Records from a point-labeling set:
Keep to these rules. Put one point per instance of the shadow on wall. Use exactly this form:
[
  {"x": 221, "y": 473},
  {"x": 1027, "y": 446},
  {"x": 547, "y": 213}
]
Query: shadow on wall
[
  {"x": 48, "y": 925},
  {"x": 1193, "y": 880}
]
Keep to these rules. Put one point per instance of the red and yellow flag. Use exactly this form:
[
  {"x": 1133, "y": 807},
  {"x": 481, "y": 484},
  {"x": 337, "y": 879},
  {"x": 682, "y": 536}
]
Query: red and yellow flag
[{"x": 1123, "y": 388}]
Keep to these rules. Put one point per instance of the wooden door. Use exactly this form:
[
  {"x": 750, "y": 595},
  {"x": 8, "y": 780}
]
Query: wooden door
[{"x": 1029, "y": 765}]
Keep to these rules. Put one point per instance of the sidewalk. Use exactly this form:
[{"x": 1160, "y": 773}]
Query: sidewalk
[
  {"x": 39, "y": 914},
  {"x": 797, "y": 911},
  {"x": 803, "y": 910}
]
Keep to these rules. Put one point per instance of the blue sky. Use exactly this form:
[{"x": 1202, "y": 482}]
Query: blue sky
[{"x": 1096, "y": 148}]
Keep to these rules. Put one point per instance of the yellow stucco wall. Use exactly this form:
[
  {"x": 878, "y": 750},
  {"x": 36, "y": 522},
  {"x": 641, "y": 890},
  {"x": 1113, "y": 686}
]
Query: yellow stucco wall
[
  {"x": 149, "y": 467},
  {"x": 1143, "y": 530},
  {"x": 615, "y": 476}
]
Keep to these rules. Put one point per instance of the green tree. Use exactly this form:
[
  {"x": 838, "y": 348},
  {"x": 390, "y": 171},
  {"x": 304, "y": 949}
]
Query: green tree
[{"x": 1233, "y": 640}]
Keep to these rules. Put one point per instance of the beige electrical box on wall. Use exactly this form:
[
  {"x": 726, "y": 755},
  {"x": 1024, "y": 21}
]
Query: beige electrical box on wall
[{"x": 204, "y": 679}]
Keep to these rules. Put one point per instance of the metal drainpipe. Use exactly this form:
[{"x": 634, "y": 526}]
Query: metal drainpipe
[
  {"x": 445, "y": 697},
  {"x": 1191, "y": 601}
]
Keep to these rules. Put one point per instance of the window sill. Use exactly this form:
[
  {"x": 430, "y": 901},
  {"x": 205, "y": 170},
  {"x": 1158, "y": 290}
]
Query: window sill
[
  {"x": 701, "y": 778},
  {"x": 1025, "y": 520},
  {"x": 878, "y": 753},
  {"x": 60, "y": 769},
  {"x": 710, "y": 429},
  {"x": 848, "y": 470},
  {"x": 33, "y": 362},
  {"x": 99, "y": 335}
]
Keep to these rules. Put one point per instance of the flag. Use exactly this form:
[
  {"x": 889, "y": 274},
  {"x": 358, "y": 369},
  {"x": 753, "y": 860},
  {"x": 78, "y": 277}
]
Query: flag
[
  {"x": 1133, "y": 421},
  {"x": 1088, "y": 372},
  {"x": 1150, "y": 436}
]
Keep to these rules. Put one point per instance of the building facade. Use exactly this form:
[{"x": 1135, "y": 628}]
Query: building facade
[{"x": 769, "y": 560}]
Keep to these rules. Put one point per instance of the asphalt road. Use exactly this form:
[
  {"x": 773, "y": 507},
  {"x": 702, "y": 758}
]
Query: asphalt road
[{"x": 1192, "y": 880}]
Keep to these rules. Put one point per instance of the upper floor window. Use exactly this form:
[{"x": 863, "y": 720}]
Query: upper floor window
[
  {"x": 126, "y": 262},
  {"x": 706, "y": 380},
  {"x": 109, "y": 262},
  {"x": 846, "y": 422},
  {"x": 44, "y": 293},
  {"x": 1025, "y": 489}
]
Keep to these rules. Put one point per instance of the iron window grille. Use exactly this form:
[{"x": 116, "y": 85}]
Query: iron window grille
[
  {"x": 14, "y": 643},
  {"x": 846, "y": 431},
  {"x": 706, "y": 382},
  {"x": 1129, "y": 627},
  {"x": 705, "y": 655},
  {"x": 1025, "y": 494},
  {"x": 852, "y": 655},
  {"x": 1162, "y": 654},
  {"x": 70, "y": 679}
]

==

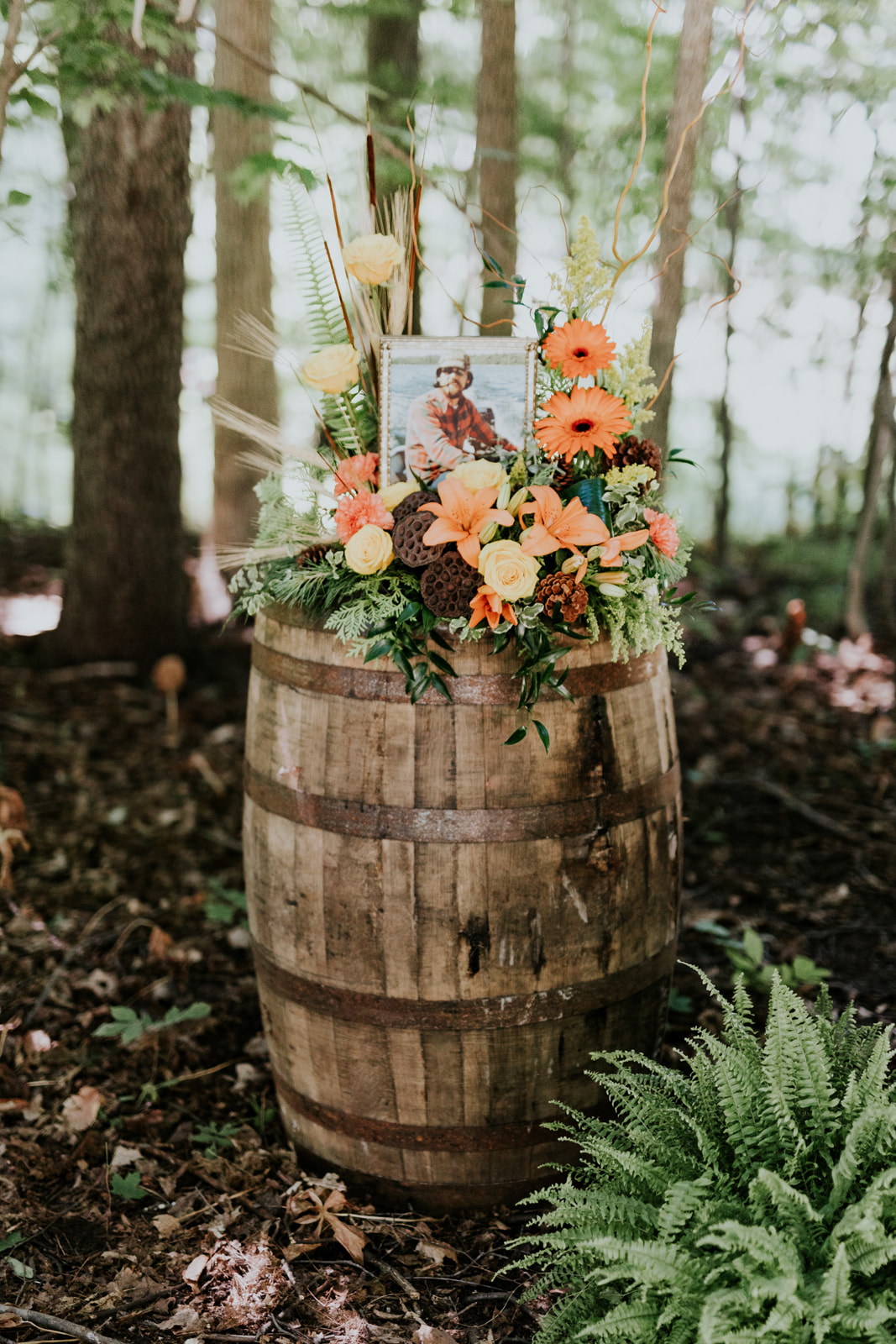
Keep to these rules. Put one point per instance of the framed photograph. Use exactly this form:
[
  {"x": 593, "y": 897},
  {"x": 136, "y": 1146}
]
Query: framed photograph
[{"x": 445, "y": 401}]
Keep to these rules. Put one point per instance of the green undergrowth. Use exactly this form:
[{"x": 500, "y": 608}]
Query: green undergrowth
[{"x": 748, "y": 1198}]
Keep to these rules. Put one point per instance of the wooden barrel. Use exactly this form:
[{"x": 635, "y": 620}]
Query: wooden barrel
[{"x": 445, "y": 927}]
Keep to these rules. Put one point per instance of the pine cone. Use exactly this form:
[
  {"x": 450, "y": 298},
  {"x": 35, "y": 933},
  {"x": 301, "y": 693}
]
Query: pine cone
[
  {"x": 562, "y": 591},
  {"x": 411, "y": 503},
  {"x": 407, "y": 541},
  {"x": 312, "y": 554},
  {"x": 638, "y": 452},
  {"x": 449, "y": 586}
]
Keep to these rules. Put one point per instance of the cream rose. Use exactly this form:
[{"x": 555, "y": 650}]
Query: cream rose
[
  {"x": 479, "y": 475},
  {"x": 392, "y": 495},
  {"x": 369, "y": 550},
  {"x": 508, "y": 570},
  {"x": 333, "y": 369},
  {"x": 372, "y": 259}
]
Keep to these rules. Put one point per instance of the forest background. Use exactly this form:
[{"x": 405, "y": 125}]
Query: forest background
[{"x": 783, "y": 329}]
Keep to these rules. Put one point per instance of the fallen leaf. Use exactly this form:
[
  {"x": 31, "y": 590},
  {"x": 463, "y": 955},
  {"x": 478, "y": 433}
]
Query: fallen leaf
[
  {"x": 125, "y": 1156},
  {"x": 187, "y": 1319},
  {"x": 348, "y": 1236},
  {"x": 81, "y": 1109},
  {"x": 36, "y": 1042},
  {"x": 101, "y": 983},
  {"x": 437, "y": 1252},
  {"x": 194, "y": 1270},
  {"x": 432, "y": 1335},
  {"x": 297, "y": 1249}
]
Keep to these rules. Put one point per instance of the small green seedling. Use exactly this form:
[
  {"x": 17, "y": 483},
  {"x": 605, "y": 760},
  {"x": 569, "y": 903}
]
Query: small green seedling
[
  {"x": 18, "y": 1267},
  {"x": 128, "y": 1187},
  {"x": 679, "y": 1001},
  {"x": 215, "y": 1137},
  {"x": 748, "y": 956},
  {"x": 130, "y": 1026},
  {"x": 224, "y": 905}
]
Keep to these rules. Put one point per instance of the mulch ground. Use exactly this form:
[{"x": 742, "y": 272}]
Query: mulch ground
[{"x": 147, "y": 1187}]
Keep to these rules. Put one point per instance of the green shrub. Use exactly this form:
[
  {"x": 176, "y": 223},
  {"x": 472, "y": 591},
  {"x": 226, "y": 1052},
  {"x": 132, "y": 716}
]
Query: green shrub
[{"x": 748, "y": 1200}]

--

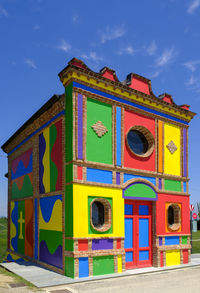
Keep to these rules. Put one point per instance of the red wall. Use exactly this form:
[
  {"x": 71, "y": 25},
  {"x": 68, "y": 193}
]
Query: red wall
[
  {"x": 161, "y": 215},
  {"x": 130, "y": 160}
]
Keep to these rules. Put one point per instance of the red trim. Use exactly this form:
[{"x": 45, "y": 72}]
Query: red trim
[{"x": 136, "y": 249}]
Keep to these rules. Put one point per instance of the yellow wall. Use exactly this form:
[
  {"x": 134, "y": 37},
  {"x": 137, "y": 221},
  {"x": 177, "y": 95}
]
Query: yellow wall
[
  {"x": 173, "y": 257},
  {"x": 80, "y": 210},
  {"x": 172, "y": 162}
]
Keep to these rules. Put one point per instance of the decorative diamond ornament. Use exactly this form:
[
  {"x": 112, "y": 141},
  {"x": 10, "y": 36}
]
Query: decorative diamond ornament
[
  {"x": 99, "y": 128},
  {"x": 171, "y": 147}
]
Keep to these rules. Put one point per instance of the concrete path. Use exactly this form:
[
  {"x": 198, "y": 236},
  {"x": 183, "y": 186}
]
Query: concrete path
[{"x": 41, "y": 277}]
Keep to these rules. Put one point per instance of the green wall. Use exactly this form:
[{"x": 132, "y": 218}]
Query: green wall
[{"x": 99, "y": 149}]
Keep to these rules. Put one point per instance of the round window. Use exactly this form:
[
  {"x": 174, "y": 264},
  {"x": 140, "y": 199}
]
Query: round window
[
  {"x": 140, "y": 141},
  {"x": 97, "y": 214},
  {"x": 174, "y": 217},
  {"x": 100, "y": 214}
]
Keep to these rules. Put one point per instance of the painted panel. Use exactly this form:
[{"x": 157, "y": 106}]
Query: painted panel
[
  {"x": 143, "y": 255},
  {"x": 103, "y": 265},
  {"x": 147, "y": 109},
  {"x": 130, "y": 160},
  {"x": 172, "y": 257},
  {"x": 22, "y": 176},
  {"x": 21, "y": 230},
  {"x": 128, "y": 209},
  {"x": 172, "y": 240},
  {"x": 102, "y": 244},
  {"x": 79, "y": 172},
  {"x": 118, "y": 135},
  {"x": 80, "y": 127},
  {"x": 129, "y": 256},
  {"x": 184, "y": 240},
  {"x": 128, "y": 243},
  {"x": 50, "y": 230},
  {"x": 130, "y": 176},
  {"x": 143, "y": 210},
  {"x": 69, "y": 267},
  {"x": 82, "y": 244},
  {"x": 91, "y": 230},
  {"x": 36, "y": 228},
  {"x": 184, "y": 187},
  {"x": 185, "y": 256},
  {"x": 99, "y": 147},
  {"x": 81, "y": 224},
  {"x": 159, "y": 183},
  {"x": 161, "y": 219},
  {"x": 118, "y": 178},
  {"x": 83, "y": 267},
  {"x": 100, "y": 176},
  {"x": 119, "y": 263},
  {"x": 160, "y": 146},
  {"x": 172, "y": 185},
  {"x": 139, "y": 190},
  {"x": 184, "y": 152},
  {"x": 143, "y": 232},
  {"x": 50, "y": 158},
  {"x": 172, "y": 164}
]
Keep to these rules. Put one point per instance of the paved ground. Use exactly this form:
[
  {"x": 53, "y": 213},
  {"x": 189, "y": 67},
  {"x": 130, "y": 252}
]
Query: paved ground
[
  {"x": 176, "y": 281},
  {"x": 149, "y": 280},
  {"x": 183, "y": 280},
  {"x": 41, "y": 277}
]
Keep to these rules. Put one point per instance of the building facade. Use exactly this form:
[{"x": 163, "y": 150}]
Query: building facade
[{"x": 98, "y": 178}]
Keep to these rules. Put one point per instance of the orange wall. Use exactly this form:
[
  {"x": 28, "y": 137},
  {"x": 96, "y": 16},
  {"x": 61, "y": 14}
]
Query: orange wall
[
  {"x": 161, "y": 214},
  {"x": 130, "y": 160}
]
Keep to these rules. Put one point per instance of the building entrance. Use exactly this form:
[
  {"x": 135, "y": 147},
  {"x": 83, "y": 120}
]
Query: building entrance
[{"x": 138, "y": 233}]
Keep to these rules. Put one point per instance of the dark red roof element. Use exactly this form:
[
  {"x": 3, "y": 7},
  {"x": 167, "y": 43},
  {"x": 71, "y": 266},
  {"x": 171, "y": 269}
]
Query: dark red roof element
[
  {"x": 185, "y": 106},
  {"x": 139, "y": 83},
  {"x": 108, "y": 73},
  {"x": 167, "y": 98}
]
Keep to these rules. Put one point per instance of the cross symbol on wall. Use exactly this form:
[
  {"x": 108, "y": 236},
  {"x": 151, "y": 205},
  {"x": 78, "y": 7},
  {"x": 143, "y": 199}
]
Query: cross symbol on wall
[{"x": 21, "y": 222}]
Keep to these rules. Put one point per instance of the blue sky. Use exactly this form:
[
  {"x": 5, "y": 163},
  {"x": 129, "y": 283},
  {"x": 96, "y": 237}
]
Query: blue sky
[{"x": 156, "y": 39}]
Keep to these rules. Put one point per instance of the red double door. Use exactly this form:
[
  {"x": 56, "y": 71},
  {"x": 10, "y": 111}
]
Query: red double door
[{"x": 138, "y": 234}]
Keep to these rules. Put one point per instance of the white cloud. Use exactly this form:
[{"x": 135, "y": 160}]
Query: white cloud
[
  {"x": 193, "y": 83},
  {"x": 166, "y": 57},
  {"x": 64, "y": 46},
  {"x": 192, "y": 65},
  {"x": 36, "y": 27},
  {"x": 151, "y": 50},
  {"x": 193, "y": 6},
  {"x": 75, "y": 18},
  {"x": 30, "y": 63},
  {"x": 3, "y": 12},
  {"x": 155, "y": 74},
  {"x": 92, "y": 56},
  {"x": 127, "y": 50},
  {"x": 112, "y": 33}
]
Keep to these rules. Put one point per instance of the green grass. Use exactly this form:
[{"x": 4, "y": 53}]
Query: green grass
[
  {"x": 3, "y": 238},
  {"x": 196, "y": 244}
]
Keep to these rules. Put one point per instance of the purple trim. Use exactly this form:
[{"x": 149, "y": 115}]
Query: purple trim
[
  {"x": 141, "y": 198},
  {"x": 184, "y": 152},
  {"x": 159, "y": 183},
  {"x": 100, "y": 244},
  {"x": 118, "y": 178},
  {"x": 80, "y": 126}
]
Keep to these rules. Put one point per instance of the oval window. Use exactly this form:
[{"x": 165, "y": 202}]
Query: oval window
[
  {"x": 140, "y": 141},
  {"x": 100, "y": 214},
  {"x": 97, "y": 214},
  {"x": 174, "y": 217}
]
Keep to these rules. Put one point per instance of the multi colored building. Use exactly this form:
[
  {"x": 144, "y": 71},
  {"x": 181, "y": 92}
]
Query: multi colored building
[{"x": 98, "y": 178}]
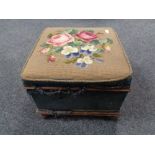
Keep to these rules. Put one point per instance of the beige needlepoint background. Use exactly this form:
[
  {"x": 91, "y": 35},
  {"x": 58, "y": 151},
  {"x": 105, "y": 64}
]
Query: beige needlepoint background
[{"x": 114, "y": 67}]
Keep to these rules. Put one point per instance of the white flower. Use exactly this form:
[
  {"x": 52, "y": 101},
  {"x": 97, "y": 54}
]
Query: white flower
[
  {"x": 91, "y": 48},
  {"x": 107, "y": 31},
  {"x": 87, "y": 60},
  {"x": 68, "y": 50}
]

■ Aim
Return every line of the listing that contains the string "colored".

■ Exercise output
Keep to these rules. Put one point per instance of the multi colored building. Use exactly this form:
Query: multi colored building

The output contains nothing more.